Work instructions →
Return every one of the entries below verbatim, line by line, without changing a single character.

Records →
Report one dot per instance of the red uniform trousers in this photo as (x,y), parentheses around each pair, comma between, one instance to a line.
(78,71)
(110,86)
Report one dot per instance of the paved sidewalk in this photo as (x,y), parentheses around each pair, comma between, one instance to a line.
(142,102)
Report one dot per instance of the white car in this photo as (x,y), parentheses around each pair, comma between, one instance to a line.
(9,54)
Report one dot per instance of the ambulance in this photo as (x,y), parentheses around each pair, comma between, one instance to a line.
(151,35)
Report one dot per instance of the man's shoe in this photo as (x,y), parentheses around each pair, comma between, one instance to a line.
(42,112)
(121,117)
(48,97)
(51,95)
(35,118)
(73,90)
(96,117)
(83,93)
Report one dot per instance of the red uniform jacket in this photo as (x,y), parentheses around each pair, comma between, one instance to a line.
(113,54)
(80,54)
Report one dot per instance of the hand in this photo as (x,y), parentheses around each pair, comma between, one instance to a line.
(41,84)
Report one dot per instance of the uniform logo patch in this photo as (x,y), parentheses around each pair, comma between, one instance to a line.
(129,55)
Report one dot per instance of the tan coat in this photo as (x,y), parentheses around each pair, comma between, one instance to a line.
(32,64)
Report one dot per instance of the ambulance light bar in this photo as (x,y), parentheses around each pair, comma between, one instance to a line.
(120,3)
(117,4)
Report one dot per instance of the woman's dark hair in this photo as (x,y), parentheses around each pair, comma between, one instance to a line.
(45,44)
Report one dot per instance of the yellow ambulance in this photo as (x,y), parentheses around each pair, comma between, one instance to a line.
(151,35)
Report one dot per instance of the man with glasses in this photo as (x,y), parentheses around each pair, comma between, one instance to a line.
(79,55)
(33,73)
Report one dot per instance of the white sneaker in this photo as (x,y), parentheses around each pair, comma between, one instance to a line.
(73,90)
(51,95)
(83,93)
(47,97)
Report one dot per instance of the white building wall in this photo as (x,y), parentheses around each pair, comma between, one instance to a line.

Problem solution →
Report one dot per instance of the red uniform trousers in this photo as (x,y), parentheses around each pair, comma between, one instance to a line.
(78,71)
(110,86)
Report one dot per instance of the paved sidewalk in this photo as (x,y), parentheses around each pair, comma between, one instance to a line.
(142,102)
Report one dot per instance of the white car in this photo as (x,y), parentheses around each pair, comma between, one instance to a line.
(9,54)
Report one dot per instance of the ambulance in this photo as (x,y), parentheses around each pair, comma between, one instance to a line.
(151,35)
Report one dot per instance of the man's shoe in this photo as (x,y), parentheses around each pair, comma between, one instance to a line.
(42,112)
(121,117)
(48,97)
(51,95)
(35,118)
(73,90)
(96,117)
(83,93)
Report one dot per instance of the red uniform jacket in this photo as (x,y), parentheses around each pair, comma between, one instance to a line.
(113,54)
(80,54)
Report one dot per instance of the hand in this photo as (x,y), parentheses around each pair, comma between, one instance to a line.
(41,84)
Report one dot per instance of the uniform logo patch in this photo as (x,y), parentheses around each pair, comma between, one instance to a line.
(129,55)
Report one dot per instance of the tan coat in this photo as (x,y), parentheses around each pair, comma between, one instance to a line.
(32,64)
Report one dot per instance of the ambulance light bar in this photo as (x,y), parentheses around each pair, comma between, one instance to a line.
(120,3)
(117,4)
Report one dot per instance of the woman's dark hair in this photo as (x,y), parentheses around each pair, comma between, one instance to a line.
(45,44)
Report one dot per instance of the yellow ambulance in this photo as (x,y), parentheses around each pair, comma between, one instance to a line.
(151,35)
Report one dot per instance of the man with glasses in this photo as (x,y), parentheses around each pair, comma between, one instance to a line.
(79,55)
(33,73)
Report one dot per instance of the white sneaker in this photo as (x,y), parentheses around each pair, comma between, one instance to a line.
(73,90)
(51,95)
(83,93)
(47,97)
Report one dot per instance of the white building wall in this photo as (x,y), parentheses around each pair, comma between, one instance to a line.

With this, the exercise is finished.